Take the records below and retype them line by line, from the first line through the one containing "Trace the outline of each instance of the dry"; stop there.

*Dataset entries:*

------------------------------------------------

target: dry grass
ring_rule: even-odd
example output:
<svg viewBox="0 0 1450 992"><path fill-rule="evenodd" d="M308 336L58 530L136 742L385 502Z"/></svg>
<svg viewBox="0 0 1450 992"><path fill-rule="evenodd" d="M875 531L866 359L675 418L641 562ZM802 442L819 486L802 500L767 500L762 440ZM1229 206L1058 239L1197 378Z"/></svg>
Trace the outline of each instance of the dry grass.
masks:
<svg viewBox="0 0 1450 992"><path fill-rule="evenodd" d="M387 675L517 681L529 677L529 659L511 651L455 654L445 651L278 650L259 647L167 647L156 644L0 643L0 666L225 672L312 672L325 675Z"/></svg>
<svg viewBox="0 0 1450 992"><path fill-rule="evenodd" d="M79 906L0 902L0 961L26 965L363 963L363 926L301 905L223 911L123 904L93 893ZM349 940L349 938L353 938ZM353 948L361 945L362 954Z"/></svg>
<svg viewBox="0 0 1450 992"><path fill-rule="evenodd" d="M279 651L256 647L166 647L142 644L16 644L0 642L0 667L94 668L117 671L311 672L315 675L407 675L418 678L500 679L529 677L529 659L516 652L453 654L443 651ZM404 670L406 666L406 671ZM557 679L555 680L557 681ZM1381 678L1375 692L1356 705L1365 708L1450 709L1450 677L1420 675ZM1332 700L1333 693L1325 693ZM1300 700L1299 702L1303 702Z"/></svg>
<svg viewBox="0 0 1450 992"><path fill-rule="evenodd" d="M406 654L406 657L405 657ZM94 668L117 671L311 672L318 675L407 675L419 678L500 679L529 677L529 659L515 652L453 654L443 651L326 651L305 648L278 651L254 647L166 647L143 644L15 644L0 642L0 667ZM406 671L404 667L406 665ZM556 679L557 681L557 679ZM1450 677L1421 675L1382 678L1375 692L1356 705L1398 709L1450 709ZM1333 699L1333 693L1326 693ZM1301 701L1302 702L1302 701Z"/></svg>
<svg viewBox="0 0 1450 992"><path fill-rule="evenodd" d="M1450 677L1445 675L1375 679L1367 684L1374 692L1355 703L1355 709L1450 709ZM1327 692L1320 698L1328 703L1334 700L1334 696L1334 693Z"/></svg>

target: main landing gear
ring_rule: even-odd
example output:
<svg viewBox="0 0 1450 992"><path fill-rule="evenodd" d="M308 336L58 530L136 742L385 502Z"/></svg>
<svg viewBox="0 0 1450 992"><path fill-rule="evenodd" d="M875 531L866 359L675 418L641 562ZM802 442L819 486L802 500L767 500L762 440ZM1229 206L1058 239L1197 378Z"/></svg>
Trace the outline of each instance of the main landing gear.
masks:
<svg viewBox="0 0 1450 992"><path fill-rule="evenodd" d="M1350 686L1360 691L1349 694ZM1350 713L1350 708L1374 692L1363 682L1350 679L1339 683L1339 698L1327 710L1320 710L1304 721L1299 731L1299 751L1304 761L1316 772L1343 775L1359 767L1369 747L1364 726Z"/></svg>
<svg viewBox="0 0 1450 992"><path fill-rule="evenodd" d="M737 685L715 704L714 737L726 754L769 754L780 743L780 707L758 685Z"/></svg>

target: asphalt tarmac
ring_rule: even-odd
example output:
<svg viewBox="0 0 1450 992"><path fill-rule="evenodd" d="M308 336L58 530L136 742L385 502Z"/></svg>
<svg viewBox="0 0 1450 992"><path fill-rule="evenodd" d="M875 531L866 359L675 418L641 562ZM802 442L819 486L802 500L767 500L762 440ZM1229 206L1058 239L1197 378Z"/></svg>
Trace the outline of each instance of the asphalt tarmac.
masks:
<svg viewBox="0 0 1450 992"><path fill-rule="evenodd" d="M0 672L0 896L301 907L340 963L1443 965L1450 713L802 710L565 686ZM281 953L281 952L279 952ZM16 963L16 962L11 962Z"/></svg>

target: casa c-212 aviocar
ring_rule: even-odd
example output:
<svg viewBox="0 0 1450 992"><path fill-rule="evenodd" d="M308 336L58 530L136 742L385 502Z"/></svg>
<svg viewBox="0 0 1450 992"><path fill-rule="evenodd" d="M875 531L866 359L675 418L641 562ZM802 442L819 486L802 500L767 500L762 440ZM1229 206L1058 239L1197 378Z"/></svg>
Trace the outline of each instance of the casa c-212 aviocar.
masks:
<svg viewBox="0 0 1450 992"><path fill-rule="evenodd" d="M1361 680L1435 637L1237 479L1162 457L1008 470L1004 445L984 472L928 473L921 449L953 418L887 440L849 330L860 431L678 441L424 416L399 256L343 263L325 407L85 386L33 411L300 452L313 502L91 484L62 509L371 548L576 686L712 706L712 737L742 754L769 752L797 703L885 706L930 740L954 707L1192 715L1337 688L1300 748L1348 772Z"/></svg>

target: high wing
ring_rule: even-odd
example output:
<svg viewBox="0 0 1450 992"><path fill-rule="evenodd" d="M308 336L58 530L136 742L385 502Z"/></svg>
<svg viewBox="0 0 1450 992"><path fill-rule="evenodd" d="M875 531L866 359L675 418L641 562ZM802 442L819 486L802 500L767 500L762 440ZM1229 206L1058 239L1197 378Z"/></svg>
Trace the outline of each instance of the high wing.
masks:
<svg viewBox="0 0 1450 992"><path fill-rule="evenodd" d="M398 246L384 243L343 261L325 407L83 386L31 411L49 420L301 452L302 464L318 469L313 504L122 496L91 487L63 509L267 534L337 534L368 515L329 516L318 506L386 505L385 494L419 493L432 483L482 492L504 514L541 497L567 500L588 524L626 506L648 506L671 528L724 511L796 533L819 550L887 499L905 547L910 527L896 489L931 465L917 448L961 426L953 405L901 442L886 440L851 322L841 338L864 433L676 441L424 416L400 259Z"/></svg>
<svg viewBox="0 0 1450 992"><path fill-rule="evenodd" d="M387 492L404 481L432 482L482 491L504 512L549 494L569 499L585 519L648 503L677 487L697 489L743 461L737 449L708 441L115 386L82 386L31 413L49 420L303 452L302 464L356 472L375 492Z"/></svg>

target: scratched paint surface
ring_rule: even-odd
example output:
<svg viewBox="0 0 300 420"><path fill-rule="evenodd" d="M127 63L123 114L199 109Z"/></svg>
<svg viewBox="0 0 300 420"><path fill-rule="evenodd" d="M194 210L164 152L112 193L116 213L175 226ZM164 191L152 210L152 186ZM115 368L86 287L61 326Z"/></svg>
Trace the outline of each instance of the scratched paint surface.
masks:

------------------------------------------------

*SOLUTION TO THE PROBLEM:*
target: dry grass
ring_rule: even-odd
example output:
<svg viewBox="0 0 1450 992"><path fill-rule="evenodd" d="M308 336L58 530L136 742L385 502Z"/></svg>
<svg viewBox="0 0 1450 992"><path fill-rule="evenodd" d="M875 531L866 359L675 418L641 562ZM802 442L819 486L802 500L767 500L762 440ZM1229 206L1058 239L1197 378Z"/></svg>
Trace the outline of each instance of the dry grass.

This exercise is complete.